### TO DO
Each line from the one with "Please identify the gym floor" to the final line of the data must be reproduced exactly, and no other line may appear.

Dataset records
• • • •

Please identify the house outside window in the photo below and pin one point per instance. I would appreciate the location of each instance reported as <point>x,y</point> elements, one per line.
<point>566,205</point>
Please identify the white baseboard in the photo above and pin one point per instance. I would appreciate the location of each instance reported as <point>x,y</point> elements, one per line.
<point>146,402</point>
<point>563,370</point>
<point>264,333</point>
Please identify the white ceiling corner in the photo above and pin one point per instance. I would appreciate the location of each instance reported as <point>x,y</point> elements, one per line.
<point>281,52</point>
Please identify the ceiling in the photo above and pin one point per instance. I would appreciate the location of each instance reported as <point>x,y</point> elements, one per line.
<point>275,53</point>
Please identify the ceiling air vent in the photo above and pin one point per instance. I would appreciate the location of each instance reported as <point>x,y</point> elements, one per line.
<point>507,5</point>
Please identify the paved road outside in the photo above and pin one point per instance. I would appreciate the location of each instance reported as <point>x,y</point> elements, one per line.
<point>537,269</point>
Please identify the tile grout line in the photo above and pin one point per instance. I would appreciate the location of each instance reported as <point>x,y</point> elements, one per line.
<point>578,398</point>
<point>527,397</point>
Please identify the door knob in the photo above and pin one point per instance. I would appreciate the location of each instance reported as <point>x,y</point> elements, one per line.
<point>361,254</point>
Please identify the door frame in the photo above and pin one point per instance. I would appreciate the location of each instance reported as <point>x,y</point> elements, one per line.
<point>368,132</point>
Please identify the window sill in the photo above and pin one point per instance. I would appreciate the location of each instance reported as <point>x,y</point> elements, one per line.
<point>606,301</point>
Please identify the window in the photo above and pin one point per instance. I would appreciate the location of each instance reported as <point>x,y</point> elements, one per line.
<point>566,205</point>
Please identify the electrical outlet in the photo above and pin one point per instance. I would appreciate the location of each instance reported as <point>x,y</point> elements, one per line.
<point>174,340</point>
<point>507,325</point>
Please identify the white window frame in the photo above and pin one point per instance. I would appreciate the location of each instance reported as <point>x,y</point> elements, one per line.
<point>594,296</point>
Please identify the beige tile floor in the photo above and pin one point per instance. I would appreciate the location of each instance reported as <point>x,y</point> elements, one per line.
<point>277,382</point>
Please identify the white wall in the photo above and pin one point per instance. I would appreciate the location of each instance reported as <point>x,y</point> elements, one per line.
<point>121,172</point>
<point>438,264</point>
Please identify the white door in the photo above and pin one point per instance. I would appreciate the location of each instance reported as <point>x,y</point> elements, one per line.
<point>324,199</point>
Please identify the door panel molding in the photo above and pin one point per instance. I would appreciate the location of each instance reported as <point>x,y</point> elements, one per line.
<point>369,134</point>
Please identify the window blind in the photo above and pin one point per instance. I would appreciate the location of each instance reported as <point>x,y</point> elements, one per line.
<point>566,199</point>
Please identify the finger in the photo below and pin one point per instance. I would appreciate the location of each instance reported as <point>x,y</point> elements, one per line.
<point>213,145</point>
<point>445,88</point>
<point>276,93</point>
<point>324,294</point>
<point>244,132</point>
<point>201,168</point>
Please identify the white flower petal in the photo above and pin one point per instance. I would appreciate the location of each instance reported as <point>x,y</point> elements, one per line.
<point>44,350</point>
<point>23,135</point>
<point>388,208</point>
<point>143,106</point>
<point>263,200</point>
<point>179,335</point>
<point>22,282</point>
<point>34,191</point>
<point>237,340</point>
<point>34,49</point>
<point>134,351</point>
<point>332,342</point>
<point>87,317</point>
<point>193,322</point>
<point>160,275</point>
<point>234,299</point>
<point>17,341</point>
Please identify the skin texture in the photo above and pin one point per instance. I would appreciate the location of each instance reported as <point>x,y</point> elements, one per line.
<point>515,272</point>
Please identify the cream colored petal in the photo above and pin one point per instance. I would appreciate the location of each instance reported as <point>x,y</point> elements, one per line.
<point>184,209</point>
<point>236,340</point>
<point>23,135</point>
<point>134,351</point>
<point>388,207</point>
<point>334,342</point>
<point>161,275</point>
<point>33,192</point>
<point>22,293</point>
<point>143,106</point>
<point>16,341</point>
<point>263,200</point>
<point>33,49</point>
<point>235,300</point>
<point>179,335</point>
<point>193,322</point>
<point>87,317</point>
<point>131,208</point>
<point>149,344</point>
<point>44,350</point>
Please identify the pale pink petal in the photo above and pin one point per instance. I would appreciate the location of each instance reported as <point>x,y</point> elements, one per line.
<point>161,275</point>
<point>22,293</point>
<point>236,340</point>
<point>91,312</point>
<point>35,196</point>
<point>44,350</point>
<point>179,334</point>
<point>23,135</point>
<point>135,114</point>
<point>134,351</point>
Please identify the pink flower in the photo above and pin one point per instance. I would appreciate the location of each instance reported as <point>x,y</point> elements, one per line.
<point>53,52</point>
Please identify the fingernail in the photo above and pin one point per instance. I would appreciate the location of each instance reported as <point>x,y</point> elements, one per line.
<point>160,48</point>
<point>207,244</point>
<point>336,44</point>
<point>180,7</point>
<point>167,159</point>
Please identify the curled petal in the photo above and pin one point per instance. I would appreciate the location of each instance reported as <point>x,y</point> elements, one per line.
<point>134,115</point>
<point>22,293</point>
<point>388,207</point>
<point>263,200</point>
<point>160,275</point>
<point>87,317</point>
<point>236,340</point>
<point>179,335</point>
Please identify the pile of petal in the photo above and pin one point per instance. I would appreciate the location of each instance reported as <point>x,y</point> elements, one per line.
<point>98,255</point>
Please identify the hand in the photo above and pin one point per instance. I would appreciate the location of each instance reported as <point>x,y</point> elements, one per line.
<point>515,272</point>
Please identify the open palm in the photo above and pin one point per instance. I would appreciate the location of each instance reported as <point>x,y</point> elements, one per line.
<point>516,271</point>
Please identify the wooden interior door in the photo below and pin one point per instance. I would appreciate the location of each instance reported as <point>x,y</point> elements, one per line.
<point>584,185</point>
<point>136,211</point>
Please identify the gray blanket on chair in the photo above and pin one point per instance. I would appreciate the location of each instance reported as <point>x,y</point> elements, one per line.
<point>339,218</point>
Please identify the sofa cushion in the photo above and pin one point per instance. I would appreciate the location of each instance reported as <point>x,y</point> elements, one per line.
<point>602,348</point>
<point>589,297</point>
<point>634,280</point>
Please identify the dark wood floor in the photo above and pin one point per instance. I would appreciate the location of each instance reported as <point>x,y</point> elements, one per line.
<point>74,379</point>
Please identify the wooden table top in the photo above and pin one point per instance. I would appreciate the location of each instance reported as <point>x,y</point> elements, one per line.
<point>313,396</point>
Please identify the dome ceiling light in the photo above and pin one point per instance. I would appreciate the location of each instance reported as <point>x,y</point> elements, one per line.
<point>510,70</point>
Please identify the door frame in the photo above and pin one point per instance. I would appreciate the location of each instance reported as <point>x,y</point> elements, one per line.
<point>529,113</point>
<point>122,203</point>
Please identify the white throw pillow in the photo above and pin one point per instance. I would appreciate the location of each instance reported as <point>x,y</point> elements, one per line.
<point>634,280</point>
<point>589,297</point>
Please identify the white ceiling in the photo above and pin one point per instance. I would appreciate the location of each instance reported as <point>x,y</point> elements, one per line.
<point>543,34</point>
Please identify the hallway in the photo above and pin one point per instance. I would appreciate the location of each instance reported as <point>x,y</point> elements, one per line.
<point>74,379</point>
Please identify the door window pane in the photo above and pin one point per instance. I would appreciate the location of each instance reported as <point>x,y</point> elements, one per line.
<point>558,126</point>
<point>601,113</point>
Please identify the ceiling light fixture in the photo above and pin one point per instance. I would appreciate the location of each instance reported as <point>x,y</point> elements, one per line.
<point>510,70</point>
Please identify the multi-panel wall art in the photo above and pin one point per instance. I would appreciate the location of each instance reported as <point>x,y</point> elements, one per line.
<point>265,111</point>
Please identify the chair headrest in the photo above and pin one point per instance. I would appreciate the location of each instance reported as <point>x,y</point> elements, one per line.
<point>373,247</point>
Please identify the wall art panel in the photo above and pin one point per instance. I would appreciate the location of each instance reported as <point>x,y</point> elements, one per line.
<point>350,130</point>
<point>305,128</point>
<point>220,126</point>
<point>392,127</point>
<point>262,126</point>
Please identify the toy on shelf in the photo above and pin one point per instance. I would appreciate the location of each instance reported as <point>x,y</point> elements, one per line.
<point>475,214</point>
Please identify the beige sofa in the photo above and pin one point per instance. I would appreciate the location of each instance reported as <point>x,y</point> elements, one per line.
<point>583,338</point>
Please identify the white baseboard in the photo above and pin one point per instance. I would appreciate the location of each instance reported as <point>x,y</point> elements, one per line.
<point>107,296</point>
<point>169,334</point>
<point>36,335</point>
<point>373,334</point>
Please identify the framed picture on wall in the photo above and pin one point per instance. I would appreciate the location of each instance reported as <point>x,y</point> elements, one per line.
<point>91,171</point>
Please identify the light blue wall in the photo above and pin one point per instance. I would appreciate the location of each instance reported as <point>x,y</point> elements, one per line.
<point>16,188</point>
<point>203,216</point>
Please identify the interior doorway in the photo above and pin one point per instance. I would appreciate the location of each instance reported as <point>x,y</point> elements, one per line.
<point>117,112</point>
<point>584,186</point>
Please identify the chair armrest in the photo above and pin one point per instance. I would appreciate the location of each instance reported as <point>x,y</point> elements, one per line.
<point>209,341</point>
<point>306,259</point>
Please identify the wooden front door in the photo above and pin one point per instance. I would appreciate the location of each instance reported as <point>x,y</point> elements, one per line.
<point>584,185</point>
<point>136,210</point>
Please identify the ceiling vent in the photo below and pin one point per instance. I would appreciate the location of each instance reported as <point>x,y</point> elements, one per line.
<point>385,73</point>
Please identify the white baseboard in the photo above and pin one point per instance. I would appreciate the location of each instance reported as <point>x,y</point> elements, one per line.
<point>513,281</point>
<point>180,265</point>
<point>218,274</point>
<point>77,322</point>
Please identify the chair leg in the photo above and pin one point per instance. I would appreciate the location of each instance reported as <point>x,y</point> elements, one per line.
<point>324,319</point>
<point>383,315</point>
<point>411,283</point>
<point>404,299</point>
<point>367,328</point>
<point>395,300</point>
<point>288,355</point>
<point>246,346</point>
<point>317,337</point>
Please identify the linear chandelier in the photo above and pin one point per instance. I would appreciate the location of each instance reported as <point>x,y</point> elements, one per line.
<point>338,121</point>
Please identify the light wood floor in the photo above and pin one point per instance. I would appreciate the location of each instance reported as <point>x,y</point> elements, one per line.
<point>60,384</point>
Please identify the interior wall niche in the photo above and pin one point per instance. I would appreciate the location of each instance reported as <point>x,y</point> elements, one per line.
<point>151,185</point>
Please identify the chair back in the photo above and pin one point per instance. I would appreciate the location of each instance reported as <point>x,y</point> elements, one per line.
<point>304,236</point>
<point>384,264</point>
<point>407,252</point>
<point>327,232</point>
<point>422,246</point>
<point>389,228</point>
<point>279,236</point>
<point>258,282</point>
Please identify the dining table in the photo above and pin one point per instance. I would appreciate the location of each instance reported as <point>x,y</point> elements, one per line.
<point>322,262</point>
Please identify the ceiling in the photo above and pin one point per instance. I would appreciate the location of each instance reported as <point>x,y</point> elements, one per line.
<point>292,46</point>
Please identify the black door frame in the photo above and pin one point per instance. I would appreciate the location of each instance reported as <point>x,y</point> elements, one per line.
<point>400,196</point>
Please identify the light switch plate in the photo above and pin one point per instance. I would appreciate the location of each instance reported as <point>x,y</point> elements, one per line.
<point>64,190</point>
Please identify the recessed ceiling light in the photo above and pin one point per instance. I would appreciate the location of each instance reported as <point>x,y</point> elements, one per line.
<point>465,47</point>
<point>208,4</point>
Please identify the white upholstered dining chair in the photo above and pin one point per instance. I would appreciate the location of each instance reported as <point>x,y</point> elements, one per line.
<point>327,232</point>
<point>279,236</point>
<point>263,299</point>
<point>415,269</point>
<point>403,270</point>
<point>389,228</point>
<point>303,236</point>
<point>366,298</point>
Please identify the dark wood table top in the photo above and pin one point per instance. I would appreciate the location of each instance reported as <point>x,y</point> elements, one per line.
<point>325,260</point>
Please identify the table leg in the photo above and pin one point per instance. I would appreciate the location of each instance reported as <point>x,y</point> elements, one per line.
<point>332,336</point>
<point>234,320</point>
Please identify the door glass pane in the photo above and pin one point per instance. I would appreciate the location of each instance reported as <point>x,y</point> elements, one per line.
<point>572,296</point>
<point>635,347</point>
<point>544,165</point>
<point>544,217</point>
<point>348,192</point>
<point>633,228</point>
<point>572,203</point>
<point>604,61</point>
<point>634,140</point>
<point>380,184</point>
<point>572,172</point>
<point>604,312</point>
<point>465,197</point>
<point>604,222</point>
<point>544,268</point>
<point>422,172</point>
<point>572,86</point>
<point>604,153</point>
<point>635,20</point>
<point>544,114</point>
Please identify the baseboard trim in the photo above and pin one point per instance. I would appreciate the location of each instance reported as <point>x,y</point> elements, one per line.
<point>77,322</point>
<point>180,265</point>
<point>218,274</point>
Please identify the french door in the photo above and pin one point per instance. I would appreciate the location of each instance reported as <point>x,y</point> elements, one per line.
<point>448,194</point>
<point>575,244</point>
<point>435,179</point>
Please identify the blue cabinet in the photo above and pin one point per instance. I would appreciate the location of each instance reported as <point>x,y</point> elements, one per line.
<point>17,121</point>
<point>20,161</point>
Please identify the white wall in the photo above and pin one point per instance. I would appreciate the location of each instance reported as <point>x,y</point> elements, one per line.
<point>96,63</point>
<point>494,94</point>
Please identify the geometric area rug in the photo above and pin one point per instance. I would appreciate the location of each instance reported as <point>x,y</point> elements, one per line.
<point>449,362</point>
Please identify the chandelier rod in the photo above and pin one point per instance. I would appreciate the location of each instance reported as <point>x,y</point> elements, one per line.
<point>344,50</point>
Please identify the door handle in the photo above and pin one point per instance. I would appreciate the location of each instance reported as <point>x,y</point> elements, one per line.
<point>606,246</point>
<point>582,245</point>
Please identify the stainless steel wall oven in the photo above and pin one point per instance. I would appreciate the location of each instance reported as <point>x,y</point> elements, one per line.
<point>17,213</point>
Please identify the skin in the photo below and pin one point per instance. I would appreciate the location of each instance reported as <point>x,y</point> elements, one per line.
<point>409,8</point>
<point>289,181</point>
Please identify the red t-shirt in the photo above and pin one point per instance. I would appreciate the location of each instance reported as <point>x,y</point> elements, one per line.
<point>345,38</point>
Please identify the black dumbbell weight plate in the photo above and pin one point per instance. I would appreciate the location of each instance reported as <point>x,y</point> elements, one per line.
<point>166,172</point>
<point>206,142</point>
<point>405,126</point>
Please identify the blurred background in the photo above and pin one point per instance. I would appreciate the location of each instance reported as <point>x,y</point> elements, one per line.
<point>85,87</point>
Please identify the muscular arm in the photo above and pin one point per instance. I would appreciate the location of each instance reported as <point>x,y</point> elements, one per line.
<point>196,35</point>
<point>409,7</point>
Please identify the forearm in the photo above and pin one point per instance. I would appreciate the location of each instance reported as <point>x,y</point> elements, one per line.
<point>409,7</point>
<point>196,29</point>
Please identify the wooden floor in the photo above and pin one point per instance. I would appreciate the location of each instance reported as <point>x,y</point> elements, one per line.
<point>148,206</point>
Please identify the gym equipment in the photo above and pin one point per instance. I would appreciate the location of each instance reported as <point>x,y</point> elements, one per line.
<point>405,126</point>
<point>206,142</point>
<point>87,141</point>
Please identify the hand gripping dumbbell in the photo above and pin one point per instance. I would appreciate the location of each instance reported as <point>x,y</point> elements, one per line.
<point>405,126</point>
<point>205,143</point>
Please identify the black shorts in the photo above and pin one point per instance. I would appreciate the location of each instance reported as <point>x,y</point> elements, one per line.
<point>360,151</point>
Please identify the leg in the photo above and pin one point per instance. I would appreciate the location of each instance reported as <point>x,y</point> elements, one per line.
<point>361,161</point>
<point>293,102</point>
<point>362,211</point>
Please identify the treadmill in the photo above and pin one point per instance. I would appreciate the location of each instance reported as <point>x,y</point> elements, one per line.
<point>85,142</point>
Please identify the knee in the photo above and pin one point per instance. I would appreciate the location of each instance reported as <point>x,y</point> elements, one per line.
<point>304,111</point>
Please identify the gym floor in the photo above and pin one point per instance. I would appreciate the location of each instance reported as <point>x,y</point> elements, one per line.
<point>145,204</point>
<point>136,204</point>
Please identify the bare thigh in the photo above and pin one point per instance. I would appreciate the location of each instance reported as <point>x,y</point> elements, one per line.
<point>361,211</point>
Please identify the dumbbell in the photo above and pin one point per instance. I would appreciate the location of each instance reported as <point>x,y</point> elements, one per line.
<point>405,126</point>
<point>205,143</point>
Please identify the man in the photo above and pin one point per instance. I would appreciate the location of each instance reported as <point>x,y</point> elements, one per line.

• • • •

### REPLY TO THE EXERCISE
Please identify the gym floor in the photo above and pin one point per instance. I would appreciate the location of each instance reported as <point>x,y</point> elements, one per line.
<point>145,204</point>
<point>136,204</point>
Please identify the bare thigh in the photo above and pin one point per instance. I would appreciate the location of each instance reported as <point>x,y</point> elements, one per line.
<point>361,211</point>
Please identify the dumbbell in the photo above and pin one point per instance. I would appreciate the location of each instance reported as <point>x,y</point> elements, one per line.
<point>405,126</point>
<point>205,143</point>
Please identify the man in the photo above and pin one point per instance. I would appreciate the location of each instance reported as <point>x,y</point> elements, one per line.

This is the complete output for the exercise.